+++ Selected extract
Catalan language in danger?

Jordi   Tuesday, April 19, 2005, 11:40 GMT
José Borrell was a member of Parliament of the Madrid regional government, a city where he has lived since his first university year and where he has lived for over 30 years (since 1975).
"Nacido el 24 de abril de 1947 en Pobla de Segur (Lérida), Borrell, a quien algunos definen como un catalán afincado en Madrid, ingresó en el partido en 1975, lo que le hace presumir frecuentemente de llevar en el PSOE "media vida"."

Borrell never was the official candidate since he had to resign before the actual elections. Quite a sad story.

Borrell speaks Spanish with an almost perfect Spanish Standard accent and definitely sounds more madrileño than catalan to the average Catalan who lives in Catalonia.

After that episode, the Spanish government decided to have him as a "Catalan" candidate to the European Presidency (it's more comfortable to have a Catalan in Brussels than in Madrid even if he's an adoptive madrileño), so he officially changed his name to "Josep" and slightly varied his phonetics to sound "slightly" Catalan.
++++++
+++ Data rows
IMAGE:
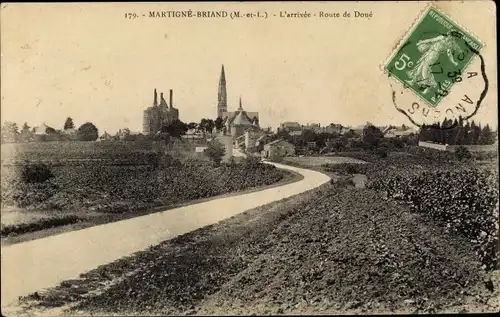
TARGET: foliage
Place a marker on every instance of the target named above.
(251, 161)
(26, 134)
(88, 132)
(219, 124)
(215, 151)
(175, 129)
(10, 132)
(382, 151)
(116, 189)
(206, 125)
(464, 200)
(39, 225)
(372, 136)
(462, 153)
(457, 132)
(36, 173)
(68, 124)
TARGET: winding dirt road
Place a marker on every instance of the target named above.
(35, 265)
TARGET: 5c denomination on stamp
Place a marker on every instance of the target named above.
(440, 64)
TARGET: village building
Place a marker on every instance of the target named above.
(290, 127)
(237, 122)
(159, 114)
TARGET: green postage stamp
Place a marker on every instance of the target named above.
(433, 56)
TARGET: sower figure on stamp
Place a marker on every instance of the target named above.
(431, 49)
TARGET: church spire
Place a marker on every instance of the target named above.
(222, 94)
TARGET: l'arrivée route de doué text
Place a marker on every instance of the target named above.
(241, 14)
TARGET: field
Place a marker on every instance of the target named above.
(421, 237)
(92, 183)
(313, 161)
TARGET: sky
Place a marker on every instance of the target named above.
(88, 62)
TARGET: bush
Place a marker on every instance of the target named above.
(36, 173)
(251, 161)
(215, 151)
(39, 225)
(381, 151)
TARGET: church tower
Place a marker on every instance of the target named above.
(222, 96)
++++++
§ Actions to take:
(A) Copy the passage of the post about José Borrell above from "Jordi   Tuesday, April" to "lives in Catalonia.".
(B) Rewrite the paragraph of the post about José Borrell that begins "After that episode" in shorter form, keeping its main facts.

§ Answers for the tasks:
(A)
Jordi   Tuesday, April 19, 2005, 11:40 GMT
José Borrell was a member of Parliament of the Madrid regional government, a city where he has lived since his first university year and where he has lived for over 30 years (since 1975).
"Nacido el 24 de abril de 1947 en Pobla de Segur (Lérida), Borrell, a quien algunos definen como un catalán afincado en Madrid, ingresó en el partido en 1975, lo que le hace presumir frecuentemente de llevar en el PSOE "media vida"."

Borrell never was the official candidate since he had to resign before the actual elections. Quite a sad story.

Borrell speaks Spanish with an almost perfect Spanish Standard accent and definitely sounds more madrileño than catalan to the average Catalan who lives in Catalonia.

(B) After that episode, the Spanish government put Borrell forward as a "Catalan" candidate for the European Presidency, since a Catalan was seen as more comfortable in Brussels than in Madrid. He officially changed his name to "Josep" and adjusted his pronunciation to sound slightly Catalan.